---------- THE INPUT ----------

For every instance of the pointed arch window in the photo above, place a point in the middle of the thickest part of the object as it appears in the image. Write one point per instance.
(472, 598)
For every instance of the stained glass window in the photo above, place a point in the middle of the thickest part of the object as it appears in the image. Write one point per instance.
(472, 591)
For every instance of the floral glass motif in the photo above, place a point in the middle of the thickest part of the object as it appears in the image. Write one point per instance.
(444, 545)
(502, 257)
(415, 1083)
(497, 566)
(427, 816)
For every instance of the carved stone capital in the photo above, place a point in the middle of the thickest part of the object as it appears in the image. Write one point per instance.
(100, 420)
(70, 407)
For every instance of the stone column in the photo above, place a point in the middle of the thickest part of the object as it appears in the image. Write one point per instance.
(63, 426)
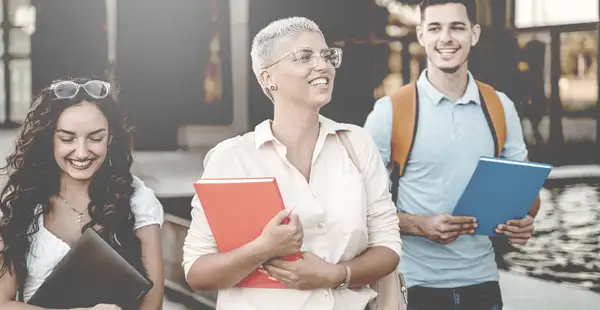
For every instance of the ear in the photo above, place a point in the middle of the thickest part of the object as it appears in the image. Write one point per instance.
(420, 35)
(266, 79)
(476, 34)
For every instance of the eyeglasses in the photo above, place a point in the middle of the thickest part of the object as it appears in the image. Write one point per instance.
(310, 58)
(69, 89)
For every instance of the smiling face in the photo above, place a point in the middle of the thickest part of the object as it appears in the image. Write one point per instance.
(81, 141)
(302, 75)
(447, 35)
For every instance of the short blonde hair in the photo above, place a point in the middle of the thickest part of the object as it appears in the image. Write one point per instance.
(267, 40)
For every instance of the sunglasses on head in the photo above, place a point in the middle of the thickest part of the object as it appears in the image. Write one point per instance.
(69, 89)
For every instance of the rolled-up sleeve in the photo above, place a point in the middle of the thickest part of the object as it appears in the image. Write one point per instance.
(382, 220)
(199, 240)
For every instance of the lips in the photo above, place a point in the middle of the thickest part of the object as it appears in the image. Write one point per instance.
(320, 81)
(447, 51)
(81, 164)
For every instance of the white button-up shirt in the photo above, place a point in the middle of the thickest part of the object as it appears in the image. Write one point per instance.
(342, 212)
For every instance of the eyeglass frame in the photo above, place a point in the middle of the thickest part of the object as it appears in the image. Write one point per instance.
(79, 86)
(339, 50)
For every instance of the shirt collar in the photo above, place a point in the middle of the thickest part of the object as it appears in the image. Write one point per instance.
(263, 132)
(471, 93)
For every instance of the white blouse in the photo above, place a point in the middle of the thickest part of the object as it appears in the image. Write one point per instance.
(47, 250)
(342, 211)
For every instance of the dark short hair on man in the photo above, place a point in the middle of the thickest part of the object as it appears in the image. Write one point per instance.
(469, 5)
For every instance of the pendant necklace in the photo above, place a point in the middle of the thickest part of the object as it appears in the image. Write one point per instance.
(79, 213)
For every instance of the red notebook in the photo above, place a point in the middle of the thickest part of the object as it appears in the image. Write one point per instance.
(237, 210)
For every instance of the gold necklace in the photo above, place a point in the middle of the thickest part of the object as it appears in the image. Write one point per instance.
(79, 213)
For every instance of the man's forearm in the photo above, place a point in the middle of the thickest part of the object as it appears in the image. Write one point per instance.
(535, 207)
(411, 224)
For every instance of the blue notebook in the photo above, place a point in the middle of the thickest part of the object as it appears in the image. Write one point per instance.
(500, 190)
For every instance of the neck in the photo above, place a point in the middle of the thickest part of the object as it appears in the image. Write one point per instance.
(294, 126)
(73, 190)
(453, 85)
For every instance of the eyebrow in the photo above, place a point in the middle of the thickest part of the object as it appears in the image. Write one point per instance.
(72, 133)
(452, 24)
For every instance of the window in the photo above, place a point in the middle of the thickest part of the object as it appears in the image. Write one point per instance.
(15, 96)
(537, 13)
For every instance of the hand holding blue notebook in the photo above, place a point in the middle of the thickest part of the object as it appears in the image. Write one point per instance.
(500, 190)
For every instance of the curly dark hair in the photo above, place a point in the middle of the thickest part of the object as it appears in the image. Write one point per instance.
(33, 178)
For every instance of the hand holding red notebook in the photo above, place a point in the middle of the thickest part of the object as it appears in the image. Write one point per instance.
(237, 211)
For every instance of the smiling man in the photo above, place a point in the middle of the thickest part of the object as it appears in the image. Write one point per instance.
(455, 120)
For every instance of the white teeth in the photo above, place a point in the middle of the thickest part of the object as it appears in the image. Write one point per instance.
(319, 81)
(80, 164)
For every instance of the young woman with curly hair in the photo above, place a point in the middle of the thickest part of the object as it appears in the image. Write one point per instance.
(70, 171)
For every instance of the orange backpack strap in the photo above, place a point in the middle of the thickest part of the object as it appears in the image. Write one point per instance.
(405, 112)
(494, 114)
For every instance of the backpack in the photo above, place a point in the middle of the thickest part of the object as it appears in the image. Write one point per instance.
(405, 110)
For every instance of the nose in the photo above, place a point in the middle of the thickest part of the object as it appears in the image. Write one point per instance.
(320, 63)
(446, 36)
(82, 150)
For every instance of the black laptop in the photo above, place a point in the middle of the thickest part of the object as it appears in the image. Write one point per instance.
(92, 272)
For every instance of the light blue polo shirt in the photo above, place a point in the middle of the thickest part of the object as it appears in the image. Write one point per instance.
(450, 139)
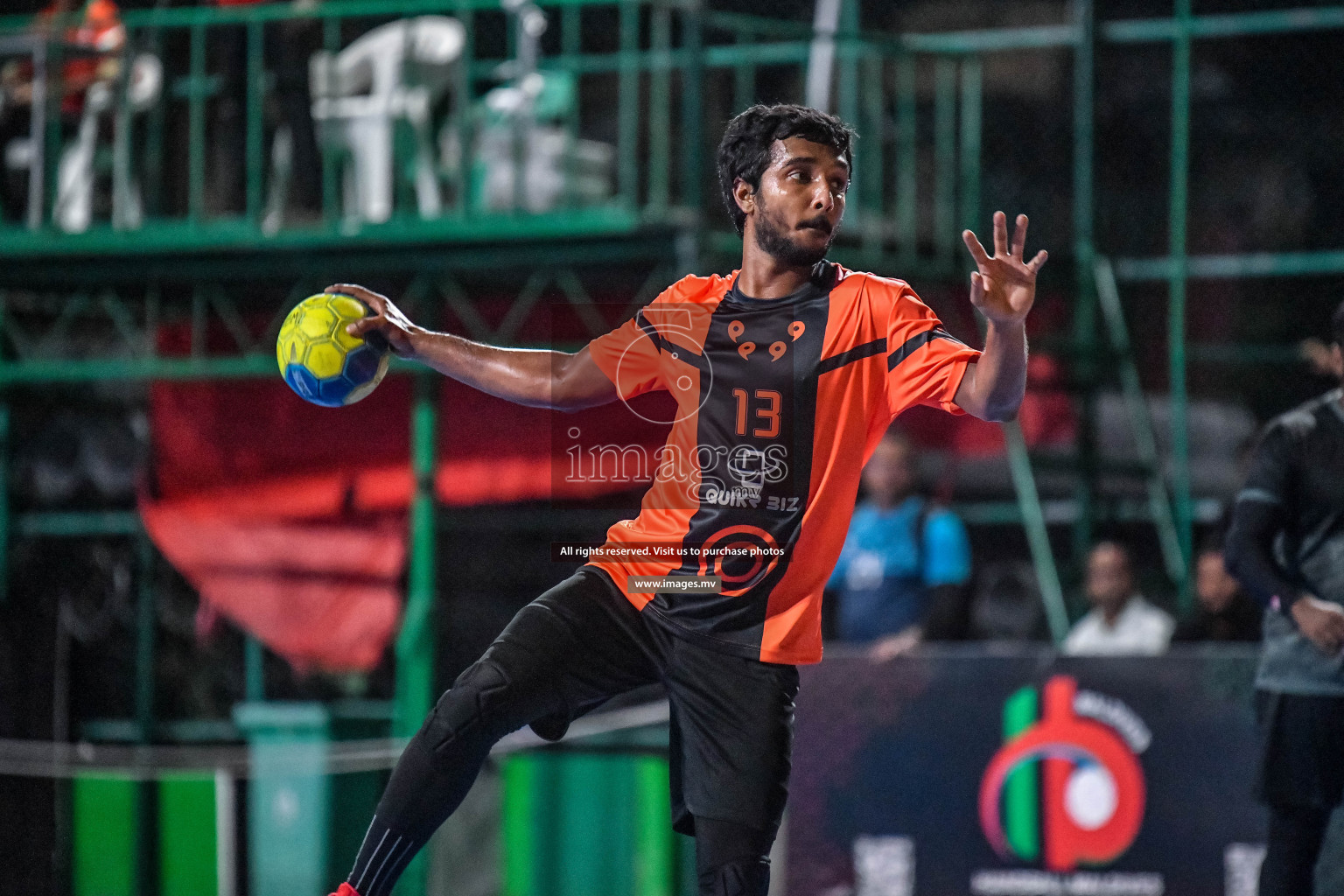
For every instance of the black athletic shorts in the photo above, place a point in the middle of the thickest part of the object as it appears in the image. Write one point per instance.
(732, 720)
(1303, 755)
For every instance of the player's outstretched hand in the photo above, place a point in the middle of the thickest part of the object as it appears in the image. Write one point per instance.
(1321, 622)
(1004, 286)
(388, 323)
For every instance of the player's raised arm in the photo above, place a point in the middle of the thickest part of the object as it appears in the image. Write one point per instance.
(536, 378)
(1003, 289)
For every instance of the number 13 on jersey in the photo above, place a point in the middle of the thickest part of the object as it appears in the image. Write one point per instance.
(769, 413)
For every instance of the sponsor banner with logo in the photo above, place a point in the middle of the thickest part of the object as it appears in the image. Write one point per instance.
(962, 774)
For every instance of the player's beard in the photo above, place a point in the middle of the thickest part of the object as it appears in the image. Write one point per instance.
(773, 238)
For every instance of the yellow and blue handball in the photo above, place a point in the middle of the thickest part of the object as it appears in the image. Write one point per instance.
(320, 360)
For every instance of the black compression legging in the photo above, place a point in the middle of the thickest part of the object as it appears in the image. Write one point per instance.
(1294, 844)
(444, 758)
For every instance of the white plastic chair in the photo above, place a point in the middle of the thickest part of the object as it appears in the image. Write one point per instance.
(363, 90)
(77, 175)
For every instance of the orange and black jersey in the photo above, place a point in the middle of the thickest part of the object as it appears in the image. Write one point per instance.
(780, 403)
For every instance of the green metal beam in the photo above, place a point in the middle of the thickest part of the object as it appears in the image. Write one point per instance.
(1225, 25)
(1176, 286)
(1038, 537)
(4, 500)
(1231, 266)
(226, 236)
(1085, 311)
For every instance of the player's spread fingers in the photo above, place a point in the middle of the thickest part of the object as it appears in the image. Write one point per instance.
(977, 251)
(1019, 236)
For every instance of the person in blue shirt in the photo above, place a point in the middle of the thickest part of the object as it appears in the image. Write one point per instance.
(905, 562)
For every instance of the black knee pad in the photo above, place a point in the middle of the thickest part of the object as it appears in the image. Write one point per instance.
(737, 878)
(468, 710)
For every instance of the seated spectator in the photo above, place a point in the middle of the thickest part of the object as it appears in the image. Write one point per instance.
(95, 27)
(1223, 612)
(1121, 621)
(900, 574)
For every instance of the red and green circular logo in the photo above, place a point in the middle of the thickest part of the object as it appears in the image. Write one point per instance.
(1065, 788)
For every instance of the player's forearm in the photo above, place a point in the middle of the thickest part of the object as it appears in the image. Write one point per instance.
(1000, 374)
(1249, 554)
(519, 375)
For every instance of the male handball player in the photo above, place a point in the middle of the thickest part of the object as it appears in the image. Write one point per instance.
(785, 374)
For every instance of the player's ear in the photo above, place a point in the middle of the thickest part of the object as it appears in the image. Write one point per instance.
(745, 195)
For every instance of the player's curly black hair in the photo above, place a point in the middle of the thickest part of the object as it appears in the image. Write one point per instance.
(745, 150)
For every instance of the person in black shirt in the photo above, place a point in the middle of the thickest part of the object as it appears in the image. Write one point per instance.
(1225, 612)
(1286, 547)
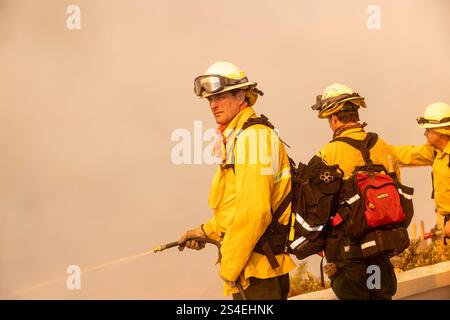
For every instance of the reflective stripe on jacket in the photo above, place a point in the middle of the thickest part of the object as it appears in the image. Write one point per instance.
(243, 200)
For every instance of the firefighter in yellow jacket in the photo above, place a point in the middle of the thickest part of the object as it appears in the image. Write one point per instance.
(339, 104)
(250, 183)
(435, 153)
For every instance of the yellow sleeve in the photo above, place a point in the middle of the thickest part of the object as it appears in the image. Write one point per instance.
(415, 155)
(254, 184)
(210, 229)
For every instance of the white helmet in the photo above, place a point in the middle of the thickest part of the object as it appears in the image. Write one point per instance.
(224, 76)
(436, 115)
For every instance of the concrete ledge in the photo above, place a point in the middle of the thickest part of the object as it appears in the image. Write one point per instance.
(428, 282)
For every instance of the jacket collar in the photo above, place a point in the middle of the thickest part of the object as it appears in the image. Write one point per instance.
(238, 122)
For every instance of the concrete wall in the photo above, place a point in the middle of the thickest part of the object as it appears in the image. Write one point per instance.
(424, 283)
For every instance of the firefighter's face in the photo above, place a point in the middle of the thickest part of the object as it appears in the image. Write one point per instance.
(225, 106)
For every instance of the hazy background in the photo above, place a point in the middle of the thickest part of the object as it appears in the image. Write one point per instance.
(86, 118)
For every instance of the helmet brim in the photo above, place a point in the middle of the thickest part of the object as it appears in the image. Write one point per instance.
(434, 125)
(326, 114)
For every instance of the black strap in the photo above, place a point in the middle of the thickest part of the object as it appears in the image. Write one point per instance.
(258, 120)
(322, 280)
(264, 245)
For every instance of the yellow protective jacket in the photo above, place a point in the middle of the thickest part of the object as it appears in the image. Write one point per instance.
(348, 158)
(426, 155)
(243, 200)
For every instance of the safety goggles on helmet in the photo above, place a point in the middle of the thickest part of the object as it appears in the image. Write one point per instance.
(324, 103)
(212, 83)
(422, 120)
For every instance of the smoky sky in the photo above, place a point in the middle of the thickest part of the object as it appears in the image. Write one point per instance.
(86, 118)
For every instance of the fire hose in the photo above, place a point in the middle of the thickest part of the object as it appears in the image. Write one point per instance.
(204, 240)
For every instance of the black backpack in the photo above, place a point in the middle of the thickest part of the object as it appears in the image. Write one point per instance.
(313, 189)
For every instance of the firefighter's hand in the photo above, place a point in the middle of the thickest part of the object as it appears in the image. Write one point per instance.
(447, 229)
(185, 240)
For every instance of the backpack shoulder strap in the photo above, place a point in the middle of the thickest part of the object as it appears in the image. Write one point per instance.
(363, 146)
(258, 120)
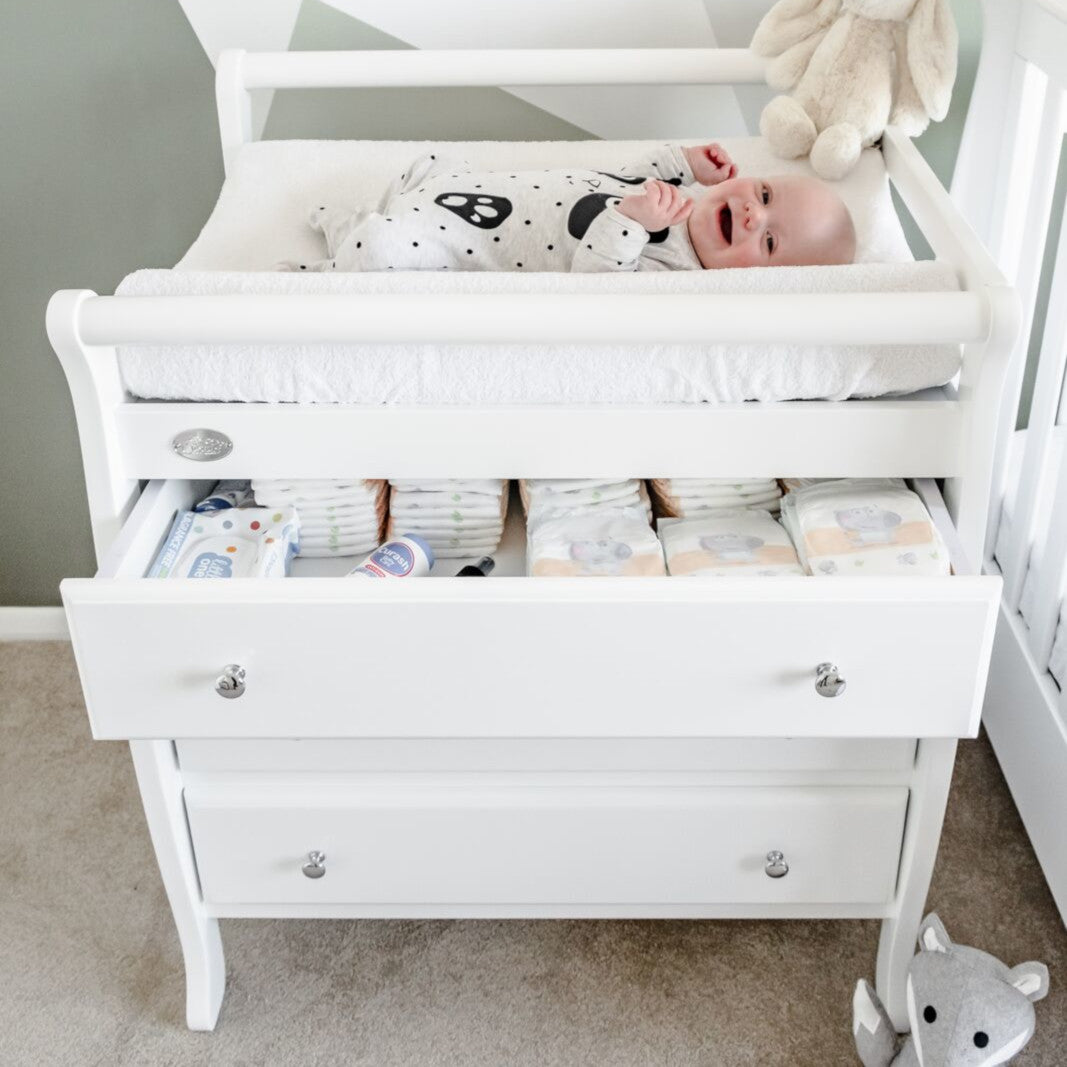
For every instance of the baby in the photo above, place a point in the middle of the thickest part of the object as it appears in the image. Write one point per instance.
(654, 215)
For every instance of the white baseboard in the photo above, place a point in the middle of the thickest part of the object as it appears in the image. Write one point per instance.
(33, 624)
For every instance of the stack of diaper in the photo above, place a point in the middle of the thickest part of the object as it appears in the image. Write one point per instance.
(863, 526)
(543, 495)
(791, 484)
(729, 542)
(337, 518)
(457, 516)
(593, 541)
(689, 497)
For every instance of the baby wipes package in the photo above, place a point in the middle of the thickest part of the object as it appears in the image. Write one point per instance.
(402, 557)
(229, 543)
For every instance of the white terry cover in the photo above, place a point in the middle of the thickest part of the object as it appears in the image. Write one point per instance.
(261, 219)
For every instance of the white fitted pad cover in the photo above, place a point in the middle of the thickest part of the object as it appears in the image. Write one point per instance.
(261, 219)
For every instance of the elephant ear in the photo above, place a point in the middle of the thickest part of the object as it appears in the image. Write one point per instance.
(791, 21)
(933, 44)
(933, 936)
(1031, 980)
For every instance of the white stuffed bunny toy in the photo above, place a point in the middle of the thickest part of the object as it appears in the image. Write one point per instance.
(855, 66)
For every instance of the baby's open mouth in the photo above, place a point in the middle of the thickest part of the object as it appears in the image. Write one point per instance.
(726, 223)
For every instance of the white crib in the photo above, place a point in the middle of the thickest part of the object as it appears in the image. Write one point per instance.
(518, 765)
(1019, 114)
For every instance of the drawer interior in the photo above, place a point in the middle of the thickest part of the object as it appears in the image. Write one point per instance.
(132, 558)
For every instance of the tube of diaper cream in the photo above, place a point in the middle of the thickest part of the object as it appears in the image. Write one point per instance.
(403, 557)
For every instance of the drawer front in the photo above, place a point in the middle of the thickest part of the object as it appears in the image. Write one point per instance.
(334, 657)
(532, 657)
(700, 754)
(512, 845)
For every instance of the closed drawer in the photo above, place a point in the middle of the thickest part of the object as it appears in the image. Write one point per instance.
(521, 657)
(541, 843)
(697, 754)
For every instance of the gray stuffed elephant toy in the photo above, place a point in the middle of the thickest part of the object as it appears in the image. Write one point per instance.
(966, 1008)
(854, 66)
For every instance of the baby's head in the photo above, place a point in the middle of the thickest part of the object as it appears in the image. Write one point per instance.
(785, 221)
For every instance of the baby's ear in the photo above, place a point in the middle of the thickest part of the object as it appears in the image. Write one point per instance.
(1031, 980)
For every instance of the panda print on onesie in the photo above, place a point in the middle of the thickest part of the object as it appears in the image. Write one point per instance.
(441, 216)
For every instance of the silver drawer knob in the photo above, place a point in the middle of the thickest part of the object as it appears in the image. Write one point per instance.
(231, 682)
(777, 868)
(316, 865)
(828, 682)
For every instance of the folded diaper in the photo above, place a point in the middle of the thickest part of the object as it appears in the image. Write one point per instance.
(456, 516)
(228, 543)
(684, 497)
(863, 526)
(227, 494)
(729, 542)
(337, 516)
(593, 541)
(553, 495)
(790, 484)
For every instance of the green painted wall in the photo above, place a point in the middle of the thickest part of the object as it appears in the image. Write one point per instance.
(112, 163)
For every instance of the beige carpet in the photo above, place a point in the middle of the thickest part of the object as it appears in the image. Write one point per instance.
(91, 972)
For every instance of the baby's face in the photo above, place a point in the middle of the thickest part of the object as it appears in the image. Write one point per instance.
(784, 221)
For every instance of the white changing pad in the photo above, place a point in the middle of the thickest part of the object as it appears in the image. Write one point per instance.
(260, 219)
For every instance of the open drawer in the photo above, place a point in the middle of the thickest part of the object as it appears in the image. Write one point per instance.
(327, 656)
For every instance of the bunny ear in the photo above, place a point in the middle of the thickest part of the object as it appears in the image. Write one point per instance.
(791, 21)
(933, 43)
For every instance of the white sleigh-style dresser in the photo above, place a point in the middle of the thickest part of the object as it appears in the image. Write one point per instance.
(537, 747)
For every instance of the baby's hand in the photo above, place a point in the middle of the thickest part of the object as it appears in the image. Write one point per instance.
(661, 205)
(711, 163)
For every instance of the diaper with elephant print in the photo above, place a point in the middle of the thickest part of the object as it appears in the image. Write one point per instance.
(594, 542)
(733, 542)
(863, 526)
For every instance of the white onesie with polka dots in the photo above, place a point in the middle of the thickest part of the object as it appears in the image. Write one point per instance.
(441, 217)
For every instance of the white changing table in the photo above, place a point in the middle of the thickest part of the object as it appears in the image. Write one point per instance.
(642, 747)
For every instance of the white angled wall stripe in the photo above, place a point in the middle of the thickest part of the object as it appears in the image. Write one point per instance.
(610, 112)
(33, 624)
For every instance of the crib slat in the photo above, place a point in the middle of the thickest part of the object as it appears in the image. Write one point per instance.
(1044, 155)
(1042, 418)
(1050, 568)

----------

• _WORK TO COMPLETE_
What needs duplicating is the run of lines from the one containing "For every instance of the white onesie" through the last line of the entries above, exact and complete.

• _EXERCISE ANSWER_
For every instance of the white onesie with polka dots in the photo above, place a point in the middle of the thickest part of the object as it appears in the image. Write one point per instance.
(441, 217)
For every instance of the white changing table in the photo above, place a point in the middle of the thickest part of the object as it appears in the image. Write one point per instance.
(642, 747)
For every instance of the white angled wall stripe in the photo above, place a point in the middle of the thickest part of the object as it appears in the image. Write one point per instance.
(610, 112)
(33, 624)
For every instance of the crib slat in the photo above, place a point in the middle of the thickest part of the object as it appears in the image. Write one point per instance.
(1044, 155)
(1042, 418)
(1050, 568)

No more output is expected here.